# [Task material]

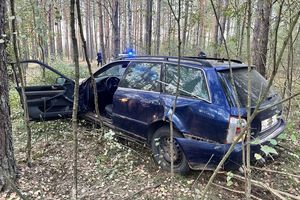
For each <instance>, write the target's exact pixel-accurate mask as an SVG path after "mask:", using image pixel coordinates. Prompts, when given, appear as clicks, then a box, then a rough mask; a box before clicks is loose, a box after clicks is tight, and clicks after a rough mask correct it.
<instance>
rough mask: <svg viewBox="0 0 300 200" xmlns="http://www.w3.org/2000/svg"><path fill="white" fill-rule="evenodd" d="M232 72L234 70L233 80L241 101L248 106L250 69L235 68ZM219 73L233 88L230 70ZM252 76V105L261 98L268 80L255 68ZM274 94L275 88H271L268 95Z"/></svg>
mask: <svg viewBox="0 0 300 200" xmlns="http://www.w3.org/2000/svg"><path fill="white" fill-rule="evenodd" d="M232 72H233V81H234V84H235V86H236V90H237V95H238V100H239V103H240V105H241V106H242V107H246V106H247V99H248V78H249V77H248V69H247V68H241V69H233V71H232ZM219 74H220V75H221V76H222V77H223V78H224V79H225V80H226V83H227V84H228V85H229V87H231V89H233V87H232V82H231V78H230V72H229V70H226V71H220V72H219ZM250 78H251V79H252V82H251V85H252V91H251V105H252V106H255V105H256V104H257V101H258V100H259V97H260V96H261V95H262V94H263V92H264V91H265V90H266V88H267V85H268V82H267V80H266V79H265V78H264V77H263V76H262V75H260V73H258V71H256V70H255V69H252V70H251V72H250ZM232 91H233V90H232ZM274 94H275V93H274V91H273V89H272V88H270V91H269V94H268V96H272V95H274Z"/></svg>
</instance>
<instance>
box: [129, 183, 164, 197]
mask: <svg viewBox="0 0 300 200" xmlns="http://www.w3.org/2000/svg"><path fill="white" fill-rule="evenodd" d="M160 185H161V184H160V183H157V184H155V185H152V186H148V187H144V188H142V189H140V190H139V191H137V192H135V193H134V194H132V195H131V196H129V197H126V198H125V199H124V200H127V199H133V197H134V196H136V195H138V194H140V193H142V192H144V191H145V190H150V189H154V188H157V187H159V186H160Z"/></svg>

...

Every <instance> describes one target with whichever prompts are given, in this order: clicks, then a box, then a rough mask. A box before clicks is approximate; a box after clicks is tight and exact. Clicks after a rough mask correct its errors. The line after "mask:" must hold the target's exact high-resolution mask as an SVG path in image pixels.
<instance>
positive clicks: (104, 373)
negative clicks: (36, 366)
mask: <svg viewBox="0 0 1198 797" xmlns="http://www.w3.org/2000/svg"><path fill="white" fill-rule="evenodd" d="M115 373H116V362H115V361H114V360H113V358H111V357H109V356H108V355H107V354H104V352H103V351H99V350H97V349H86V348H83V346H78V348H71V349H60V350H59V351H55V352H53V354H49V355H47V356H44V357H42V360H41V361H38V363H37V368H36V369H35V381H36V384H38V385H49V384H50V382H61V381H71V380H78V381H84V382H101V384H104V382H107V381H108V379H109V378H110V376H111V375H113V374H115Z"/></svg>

* * *

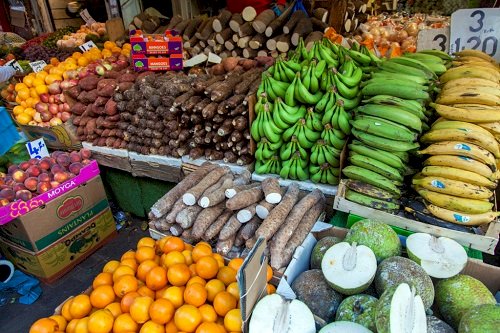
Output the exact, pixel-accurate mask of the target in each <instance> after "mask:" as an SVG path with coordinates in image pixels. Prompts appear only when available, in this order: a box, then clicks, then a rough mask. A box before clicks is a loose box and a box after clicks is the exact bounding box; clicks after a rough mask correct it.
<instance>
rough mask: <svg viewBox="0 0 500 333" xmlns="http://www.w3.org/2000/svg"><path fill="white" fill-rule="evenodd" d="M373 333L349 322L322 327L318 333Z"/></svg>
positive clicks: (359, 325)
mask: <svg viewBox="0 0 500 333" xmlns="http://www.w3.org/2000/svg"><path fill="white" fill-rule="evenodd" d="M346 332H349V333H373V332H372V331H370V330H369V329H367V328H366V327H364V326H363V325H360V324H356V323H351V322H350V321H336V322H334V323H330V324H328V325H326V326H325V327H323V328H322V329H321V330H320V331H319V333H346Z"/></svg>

# [Your objective]
Scan the listing above. Gather each line that contains the word "this".

# [Written response]
Every <instance> describes one target with whichever prompts are given, in this order: clicks, then a box, then a rough mask. A box before clicks is approximate; a box after clicks is tight and exact. Clicks after a rough mask correct its errors. The line after "mask:" must hold the target's exact high-resolution mask as an SVG path in image pixels.
Output the exact, pixel-accurate mask of the target in each <instance> after "mask:" as an SVG path with coordinates in image pixels. Prompts appear only when available, in this order: a box, then clicks, then a rough mask. A box before clicks is a loose box and a box after clicks is the exact bounding box; clicks after a rough mask correct it.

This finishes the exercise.